▶ Uit te voeren:
Hoe vaak kon een Zuid-Amerikaanse overheid in de afgelopen vijftig jaar haar schuldverplichtingen niet volledig nakomen, volgens de column over een monetaire unie in Zuid-Amerika?

▶ Gegeven tekst:
====================
Hiermee werd duidelijk dat monetaire unies zonder enige vorm van gemeenschappelijke achtervang makkelijk op een mislukking uit kunnen lopen. Al zouden Zuid-Amerikaanse landen, of een deel ervan, voldoende naar elkaar toegroeien om een monetaire unie profijtelijk te laten zijn, dan nog ligt er een belangrijke politieke vraag op tafel.

Is er voldoende solidariteit tussen de landen om elkaar financieel te hulp te schieten als één van de overheden van deze landen in betalingsproblemen komt? Afgaande op het verleden is de kans op een nieuwe schuldencrisis in Zuid-Amerika reëel. De afgelopen vijftig jaar is het immers maar liefst vijftig maal voorgekomen dat een Zuid-Amerikaanse overheid zijn schuldverplichtingen niet geheel kon nakomen. Het zou mij niet verbazen als die solidariteit onvoldoende zal blijken als puntje bij paaltje komt. Dus: ’bezint eer ge begint’

Raoul Leering schrijft deze column op persoonlijke titel. De columns zijn op geen enkele wijze bedoeld als beleggingsadvies. Deze bijdrage verscheen reeds in De Financiële Telegraaf.
====================
▶ Fragmenten uit rijen:
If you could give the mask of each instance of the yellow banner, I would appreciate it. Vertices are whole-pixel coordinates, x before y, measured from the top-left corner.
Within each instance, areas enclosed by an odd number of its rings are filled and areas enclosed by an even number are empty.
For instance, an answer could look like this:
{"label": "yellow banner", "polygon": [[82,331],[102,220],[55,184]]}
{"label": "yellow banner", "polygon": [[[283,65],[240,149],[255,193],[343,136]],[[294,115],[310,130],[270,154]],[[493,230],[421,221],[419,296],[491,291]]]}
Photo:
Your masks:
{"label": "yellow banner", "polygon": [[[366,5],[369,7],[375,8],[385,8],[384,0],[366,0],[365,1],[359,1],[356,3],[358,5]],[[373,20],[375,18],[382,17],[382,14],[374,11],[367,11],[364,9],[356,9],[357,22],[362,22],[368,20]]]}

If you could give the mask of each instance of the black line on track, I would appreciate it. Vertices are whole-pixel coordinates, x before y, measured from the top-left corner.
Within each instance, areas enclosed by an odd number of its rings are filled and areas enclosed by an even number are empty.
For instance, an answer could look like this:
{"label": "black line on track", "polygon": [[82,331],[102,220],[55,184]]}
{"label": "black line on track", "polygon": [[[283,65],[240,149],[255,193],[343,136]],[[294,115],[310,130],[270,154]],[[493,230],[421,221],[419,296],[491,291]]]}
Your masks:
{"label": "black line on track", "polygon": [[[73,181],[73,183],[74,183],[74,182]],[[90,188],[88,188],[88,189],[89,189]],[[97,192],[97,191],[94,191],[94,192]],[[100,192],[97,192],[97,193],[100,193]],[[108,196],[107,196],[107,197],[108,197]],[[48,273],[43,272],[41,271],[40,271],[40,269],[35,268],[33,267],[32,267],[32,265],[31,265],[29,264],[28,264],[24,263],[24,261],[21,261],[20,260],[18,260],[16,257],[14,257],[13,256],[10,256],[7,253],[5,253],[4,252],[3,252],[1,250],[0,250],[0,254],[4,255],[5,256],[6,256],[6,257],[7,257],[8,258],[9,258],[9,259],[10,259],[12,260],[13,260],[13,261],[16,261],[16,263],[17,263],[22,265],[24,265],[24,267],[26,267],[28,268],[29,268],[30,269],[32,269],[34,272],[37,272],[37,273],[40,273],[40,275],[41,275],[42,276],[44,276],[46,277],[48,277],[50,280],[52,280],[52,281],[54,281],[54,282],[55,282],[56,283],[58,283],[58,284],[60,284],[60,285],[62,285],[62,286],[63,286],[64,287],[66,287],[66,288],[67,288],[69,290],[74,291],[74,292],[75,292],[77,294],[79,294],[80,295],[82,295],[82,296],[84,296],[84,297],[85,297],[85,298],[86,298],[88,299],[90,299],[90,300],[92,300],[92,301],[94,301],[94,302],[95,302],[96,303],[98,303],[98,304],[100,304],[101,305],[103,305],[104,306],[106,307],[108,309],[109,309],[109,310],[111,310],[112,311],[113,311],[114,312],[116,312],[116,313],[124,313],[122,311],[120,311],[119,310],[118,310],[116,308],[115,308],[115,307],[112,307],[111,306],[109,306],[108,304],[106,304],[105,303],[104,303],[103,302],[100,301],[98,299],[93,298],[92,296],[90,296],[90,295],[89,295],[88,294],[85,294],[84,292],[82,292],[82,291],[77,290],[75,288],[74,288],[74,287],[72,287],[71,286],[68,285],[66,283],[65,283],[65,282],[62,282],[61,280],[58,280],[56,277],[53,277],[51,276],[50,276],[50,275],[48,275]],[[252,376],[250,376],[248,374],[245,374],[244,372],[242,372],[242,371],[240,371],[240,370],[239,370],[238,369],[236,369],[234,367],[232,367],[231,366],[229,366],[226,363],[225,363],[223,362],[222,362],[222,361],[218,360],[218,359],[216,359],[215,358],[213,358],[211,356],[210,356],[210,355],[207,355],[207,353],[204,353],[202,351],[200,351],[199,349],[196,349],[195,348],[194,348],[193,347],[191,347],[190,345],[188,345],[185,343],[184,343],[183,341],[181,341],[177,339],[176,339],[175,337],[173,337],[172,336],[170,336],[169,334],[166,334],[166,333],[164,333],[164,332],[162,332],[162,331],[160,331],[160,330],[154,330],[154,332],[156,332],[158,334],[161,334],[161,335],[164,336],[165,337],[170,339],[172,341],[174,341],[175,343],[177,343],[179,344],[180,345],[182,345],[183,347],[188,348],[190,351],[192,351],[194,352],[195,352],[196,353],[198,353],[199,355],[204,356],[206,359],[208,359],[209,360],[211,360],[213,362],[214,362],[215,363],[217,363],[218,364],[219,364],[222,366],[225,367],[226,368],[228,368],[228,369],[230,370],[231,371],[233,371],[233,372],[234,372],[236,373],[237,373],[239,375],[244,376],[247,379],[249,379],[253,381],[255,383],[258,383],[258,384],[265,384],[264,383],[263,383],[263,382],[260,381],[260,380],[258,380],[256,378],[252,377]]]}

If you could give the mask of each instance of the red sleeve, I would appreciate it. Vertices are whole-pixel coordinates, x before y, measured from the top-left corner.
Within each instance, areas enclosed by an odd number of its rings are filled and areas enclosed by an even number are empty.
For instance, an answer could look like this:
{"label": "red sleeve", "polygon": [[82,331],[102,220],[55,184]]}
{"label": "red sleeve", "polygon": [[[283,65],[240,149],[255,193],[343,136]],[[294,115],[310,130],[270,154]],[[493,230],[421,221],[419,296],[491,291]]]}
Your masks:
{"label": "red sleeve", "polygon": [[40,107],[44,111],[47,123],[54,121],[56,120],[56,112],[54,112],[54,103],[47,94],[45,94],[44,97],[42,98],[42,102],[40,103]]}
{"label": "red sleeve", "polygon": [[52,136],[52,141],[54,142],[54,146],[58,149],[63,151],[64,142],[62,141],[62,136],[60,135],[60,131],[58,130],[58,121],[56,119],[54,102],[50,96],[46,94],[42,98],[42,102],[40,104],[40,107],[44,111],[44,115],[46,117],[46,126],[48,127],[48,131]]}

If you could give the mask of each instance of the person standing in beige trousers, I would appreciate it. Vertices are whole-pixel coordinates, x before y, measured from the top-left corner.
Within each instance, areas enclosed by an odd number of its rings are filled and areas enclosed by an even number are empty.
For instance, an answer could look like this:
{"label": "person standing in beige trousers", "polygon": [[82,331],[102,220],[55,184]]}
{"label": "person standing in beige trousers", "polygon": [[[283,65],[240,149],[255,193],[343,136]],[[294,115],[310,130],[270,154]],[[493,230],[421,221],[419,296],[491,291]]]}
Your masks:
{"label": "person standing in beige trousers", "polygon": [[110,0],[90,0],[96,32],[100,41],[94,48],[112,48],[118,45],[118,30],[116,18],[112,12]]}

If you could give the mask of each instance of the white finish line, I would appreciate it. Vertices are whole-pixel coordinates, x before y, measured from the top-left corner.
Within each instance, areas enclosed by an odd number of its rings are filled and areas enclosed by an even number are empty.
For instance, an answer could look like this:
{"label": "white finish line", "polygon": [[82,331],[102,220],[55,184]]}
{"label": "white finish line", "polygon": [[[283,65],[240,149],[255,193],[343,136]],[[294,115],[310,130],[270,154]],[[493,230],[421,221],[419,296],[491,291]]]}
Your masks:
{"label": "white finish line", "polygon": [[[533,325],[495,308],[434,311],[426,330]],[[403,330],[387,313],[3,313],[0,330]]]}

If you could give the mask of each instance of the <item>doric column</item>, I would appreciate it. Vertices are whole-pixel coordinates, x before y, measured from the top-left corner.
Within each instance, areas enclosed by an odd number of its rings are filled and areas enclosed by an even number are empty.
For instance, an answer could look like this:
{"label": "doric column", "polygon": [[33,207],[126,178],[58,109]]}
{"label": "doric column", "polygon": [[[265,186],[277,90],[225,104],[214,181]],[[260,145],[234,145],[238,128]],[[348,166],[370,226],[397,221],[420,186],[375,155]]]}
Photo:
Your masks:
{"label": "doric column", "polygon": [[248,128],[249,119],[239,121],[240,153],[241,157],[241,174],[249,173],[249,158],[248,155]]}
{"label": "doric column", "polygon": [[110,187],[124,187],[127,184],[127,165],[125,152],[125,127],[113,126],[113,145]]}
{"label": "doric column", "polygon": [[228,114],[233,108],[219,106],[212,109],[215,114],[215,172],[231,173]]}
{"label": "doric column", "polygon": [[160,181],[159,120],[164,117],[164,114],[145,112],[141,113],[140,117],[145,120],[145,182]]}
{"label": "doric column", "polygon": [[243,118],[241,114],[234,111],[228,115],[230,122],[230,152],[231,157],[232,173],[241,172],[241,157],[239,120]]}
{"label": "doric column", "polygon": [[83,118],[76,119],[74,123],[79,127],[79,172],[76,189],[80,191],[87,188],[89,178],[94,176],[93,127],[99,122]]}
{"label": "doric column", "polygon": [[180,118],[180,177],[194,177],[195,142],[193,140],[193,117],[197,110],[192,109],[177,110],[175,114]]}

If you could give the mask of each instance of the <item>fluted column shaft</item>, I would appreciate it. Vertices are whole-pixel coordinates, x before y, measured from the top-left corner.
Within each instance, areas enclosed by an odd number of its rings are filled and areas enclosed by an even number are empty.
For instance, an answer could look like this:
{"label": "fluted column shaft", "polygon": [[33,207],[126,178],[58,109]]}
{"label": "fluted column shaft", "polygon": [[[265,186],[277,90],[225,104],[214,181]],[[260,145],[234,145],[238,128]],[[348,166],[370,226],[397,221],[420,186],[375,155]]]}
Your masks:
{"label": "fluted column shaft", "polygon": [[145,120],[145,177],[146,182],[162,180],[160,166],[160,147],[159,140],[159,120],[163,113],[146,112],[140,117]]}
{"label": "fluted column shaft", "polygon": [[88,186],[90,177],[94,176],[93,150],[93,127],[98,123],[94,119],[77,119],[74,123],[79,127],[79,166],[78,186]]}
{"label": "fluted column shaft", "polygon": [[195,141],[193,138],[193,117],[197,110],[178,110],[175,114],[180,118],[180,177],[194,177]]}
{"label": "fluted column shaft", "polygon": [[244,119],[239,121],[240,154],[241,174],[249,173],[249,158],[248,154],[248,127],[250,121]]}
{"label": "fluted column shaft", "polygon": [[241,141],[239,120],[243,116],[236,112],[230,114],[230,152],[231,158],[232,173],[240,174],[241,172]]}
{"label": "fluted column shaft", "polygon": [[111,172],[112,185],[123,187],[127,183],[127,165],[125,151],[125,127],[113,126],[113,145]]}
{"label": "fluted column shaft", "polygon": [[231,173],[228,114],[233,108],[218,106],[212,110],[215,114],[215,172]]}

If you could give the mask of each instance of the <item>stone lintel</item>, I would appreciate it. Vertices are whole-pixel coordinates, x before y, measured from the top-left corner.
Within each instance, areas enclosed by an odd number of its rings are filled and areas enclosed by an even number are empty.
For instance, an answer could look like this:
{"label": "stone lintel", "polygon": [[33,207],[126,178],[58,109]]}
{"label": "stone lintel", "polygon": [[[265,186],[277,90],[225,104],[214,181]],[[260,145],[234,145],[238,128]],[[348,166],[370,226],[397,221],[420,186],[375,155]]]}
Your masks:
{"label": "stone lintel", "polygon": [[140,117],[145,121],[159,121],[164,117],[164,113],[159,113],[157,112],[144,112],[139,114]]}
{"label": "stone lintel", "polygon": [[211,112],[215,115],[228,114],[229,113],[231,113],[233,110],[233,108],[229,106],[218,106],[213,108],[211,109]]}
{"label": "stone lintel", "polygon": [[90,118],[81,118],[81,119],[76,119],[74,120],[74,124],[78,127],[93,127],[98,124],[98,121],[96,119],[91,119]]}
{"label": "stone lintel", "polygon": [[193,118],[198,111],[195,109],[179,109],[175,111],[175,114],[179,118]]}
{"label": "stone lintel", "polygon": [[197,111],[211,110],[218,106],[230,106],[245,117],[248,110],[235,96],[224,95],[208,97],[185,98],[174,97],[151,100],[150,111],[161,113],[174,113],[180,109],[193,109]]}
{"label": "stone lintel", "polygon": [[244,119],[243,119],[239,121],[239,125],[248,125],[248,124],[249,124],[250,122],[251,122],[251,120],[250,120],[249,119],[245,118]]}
====================
▶ Volledig antwoord:
Vijftig keer.